#### Selected text:
Sunday, 19 August 2007

The 2007 Games

Well the summer rain is not stopping the Grit family, so off we go to the 1883 Sports Day. That's how far ahead with the times we are here in middle England.

Actually, only half the Grit family goes to this spot of living history because Tiger's at home, with Dig, grounded. Tiger's explosions of anger are terrorizing us all right now. No-one knows when they'll come or what prompts them. But when they come they cause us all to scatter and go into hiding. When we come out, Tiger's exhausted and the puffin's been strangled.

So half the family is at Stowe landscape gardens, back in time in 1883, feeling lousy, which is just as well, because the Sports Day is lousy too, which is almost comforting, in a strange sympathetic way.

First I don't get past the staff desk without a £1.00 contribution each for Shark and Tiger, which gets me the information that Wheelbarrow racing's off, because the ground's too slippy, and Three legged racing's off too, because there aren't enough participants. There certainly aren't. We're the only ones. The last family just finished throwing hoops about and has wandered off to find a lake to look at, or a landscaped valley to run about in.

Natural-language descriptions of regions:
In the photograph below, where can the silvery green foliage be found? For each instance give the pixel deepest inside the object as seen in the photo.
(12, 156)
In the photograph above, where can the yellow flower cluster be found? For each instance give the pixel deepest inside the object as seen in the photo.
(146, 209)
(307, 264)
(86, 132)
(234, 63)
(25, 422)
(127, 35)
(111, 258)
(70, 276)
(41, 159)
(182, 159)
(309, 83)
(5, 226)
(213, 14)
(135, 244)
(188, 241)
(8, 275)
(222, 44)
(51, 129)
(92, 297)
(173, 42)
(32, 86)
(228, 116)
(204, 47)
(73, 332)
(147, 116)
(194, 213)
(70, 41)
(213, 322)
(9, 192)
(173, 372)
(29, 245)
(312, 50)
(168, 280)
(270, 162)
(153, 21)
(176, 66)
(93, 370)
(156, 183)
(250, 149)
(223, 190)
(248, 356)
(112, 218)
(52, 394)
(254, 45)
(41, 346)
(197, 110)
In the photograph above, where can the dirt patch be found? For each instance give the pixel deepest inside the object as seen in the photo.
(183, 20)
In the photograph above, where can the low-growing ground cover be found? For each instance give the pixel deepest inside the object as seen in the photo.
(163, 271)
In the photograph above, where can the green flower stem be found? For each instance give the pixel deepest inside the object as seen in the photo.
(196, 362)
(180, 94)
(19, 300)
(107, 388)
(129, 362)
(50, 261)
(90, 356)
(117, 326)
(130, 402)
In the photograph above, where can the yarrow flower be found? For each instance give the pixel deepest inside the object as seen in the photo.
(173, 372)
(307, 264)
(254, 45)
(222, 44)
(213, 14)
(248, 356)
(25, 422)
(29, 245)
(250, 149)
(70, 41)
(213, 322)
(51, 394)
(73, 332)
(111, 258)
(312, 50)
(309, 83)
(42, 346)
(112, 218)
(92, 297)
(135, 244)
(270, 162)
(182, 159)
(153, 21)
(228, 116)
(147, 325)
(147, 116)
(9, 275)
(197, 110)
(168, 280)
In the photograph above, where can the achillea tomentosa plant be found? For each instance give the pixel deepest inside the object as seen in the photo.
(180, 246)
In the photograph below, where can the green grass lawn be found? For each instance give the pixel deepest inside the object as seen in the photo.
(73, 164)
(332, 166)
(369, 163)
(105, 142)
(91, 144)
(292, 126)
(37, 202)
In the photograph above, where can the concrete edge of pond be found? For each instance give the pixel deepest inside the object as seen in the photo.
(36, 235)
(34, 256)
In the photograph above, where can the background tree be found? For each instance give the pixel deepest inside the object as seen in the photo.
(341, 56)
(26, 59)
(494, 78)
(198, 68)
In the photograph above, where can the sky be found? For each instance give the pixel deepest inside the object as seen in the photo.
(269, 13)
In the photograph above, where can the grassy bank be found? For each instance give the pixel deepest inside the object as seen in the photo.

#### Tasks to perform:
**a)** In the sports day post, why is wheelbarrow racing off?
**b)** Please output the part of the sports day post that opens with the words containing "Sunday, 19 August" and closes with "strange sympathetic way.".

#### Per-task outputs:
**a)** The ground is too slippy.

**b)**
Sunday, 19 August 2007

The 2007 Games

Well the summer rain is not stopping the Grit family, so off we go to the 1883 Sports Day. That's how far ahead with the times we are here in middle England.

Actually, only half the Grit family goes to this spot of living history because Tiger's at home, with Dig, grounded. Tiger's explosions of anger are terrorizing us all right now. No-one knows when they'll come or what prompts them. But when they come they cause us all to scatter and go into hiding. When we come out, Tiger's exhausted and the puffin's been strangled.

So half the family is at Stowe landscape gardens, back in time in 1883, feeling lousy, which is just as well, because the Sports Day is lousy too, which is almost comforting, in a strange sympathetic way.